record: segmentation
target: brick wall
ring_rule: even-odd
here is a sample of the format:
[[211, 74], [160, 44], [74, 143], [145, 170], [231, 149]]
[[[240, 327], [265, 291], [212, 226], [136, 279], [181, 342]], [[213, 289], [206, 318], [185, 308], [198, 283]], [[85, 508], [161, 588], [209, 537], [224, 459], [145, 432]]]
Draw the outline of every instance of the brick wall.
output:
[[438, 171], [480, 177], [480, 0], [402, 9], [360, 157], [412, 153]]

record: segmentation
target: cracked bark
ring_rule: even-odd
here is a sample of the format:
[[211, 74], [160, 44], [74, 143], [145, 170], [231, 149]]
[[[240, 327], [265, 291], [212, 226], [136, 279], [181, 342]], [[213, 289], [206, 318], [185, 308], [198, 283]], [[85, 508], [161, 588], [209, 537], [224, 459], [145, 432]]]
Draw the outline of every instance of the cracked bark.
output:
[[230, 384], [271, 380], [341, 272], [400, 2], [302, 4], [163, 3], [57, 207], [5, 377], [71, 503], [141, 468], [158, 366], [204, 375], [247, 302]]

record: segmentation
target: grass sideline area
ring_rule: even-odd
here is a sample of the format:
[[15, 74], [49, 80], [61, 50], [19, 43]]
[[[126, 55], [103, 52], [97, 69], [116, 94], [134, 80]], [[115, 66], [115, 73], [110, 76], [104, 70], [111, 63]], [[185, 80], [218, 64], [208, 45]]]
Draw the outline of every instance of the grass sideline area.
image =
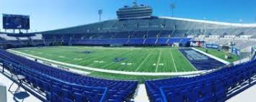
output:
━━━━━━━━━━
**Objective**:
Count the lines in the entries above that contain the string "instance", with case counting. How many are there? Give only the number.

**Answer for the task**:
3